--- Given text ---

Do I have the wrong usage for RPC for multiple nodes? Or do you know any referencess/examples for multiple nodes? Thanks for your time and your suggestion!

Best,
Yang

As I understand, originally the example uses 3 processes: 1 master, and worker1 + worker2, where both workers are assigned to two CUDA devices. Now you only use 2 processes: worker0 (also as master) and worker1, both are assigned to CPU, so basically worker0 runs RPC on itself.

Here are my suggestions:

  1. I don’t know if a process runs RPC on itself will lead to memory leak or not. Ideally it should work as doing the work locally, but I am not sure if such an unreasonable corner case is supported well. You can update the code to train ResNetShard1 locally.
  2. I think you should still use mp.spawn in the main function. I haven’t tried multi-node training by myself. Does mp.spawn fail on multiple nodes?
  3. Out of curiosity, since I don’t have experience on running the computation on CPU cores via RPC, I wonder if you can run the same code on 2 CPU cores of the same machine, by changing “cuda:0” and “cuda:1” to “cpu:0” and “cpu:1”, respectively. We can check if this will also cause memory leak as well. If so, the problem could be TensorPipe + CPU.

--- Extracted data ---

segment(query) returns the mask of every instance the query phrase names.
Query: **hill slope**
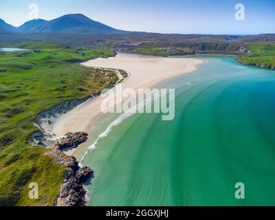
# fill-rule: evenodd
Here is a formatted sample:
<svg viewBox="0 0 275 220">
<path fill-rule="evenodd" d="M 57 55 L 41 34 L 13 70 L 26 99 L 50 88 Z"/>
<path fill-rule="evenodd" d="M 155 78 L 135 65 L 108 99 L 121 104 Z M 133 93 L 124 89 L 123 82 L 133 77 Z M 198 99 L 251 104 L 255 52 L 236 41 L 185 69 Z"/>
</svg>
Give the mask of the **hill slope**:
<svg viewBox="0 0 275 220">
<path fill-rule="evenodd" d="M 16 28 L 6 23 L 5 21 L 0 19 L 0 32 L 14 32 Z"/>
<path fill-rule="evenodd" d="M 121 34 L 126 32 L 91 20 L 82 14 L 66 14 L 51 21 L 42 19 L 30 21 L 18 28 L 16 32 L 24 33 L 89 34 Z"/>
</svg>

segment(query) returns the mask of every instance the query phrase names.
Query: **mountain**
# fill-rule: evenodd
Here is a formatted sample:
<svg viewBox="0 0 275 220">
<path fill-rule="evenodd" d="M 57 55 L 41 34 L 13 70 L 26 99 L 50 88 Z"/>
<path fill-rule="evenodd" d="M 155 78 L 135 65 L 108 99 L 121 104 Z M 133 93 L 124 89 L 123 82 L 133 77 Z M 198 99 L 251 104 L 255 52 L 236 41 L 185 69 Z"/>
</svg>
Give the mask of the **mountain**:
<svg viewBox="0 0 275 220">
<path fill-rule="evenodd" d="M 126 32 L 116 30 L 90 19 L 82 14 L 67 14 L 51 21 L 32 20 L 16 28 L 24 33 L 89 33 L 122 34 Z"/>
<path fill-rule="evenodd" d="M 17 28 L 16 32 L 37 33 L 44 27 L 48 21 L 43 19 L 34 19 L 25 23 Z"/>
<path fill-rule="evenodd" d="M 0 32 L 14 32 L 16 28 L 6 23 L 5 21 L 0 19 Z"/>
</svg>

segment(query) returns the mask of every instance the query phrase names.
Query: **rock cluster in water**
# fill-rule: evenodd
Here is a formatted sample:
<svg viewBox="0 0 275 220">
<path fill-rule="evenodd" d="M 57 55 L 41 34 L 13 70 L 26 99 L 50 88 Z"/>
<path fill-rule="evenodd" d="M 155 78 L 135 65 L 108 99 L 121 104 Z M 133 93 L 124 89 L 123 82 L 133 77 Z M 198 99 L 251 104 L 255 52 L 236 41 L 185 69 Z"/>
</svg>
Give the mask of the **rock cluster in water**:
<svg viewBox="0 0 275 220">
<path fill-rule="evenodd" d="M 64 173 L 65 181 L 61 185 L 60 192 L 57 198 L 57 206 L 85 206 L 86 191 L 83 184 L 87 182 L 94 173 L 89 167 L 80 168 L 74 157 L 67 156 L 62 149 L 67 147 L 76 148 L 87 140 L 88 135 L 84 132 L 69 133 L 58 140 L 46 155 L 54 158 L 56 163 L 67 169 Z"/>
</svg>

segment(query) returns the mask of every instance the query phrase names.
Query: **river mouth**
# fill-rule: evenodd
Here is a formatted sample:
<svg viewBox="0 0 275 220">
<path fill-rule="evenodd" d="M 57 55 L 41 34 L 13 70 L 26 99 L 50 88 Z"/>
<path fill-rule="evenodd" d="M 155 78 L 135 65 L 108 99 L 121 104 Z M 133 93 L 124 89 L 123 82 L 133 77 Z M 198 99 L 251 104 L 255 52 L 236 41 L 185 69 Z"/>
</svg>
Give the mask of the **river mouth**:
<svg viewBox="0 0 275 220">
<path fill-rule="evenodd" d="M 82 164 L 95 170 L 88 205 L 275 204 L 275 74 L 234 57 L 204 58 L 157 85 L 176 89 L 174 120 L 135 114 L 87 152 Z M 234 197 L 238 182 L 245 199 Z"/>
<path fill-rule="evenodd" d="M 22 48 L 0 48 L 0 52 L 12 52 L 17 51 L 25 51 L 28 50 L 28 49 L 22 49 Z"/>
</svg>

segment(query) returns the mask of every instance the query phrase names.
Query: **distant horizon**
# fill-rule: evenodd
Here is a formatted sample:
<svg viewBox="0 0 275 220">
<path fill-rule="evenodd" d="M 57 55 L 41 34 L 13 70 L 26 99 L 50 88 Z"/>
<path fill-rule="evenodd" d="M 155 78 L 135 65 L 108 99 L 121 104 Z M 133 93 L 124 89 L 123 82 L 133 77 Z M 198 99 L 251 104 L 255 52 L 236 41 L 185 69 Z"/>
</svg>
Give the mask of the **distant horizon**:
<svg viewBox="0 0 275 220">
<path fill-rule="evenodd" d="M 60 16 L 58 16 L 58 17 L 56 17 L 56 18 L 54 18 L 54 19 L 51 19 L 51 20 L 47 20 L 47 19 L 42 19 L 42 18 L 38 18 L 38 19 L 37 19 L 37 20 L 43 20 L 43 21 L 52 21 L 52 20 L 58 19 L 58 18 L 59 18 L 59 17 L 62 17 L 62 16 L 63 16 L 69 15 L 69 14 L 82 14 L 82 15 L 84 15 L 84 16 L 88 17 L 89 19 L 94 20 L 92 18 L 89 18 L 88 16 L 87 16 L 87 15 L 85 15 L 85 14 L 84 14 L 78 13 L 78 12 L 74 13 L 74 14 L 63 14 L 63 15 L 60 15 Z M 4 19 L 3 19 L 1 17 L 0 17 L 0 19 L 3 20 L 6 23 L 8 23 L 6 21 L 5 21 Z M 14 27 L 14 28 L 19 28 L 19 27 L 21 27 L 21 25 L 24 25 L 25 23 L 28 22 L 28 21 L 34 21 L 34 20 L 36 20 L 36 19 L 32 19 L 32 20 L 26 21 L 23 22 L 23 23 L 21 25 L 20 25 L 19 26 L 14 26 L 14 25 L 12 25 L 10 24 L 10 23 L 8 23 L 8 24 L 12 25 L 12 26 Z M 94 21 L 101 23 L 100 21 L 96 21 L 96 20 L 94 20 Z M 111 28 L 113 28 L 113 27 L 111 27 Z M 124 31 L 128 31 L 127 30 L 124 30 Z M 201 34 L 201 33 L 187 33 L 187 34 L 180 34 L 180 33 L 148 32 L 144 32 L 144 31 L 130 31 L 130 32 L 147 32 L 147 33 L 152 33 L 152 34 L 182 34 L 182 35 L 192 35 L 192 34 L 200 34 L 200 35 L 228 35 L 228 36 L 248 36 L 248 35 L 259 35 L 259 34 L 275 34 L 275 33 L 259 33 L 259 34 Z"/>
<path fill-rule="evenodd" d="M 238 3 L 235 0 L 14 0 L 1 1 L 0 14 L 6 23 L 19 27 L 30 21 L 28 7 L 36 3 L 41 19 L 49 21 L 68 14 L 82 14 L 113 28 L 131 32 L 213 35 L 274 33 L 274 1 L 241 1 L 245 6 L 243 21 L 237 21 L 234 16 Z"/>
</svg>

---

> [Prompt] In the forum reply about RPC across multiple nodes, how many processes did the original example use, and what were they?

> [Answer to the exercise] Three processes: one master, worker1, and worker2.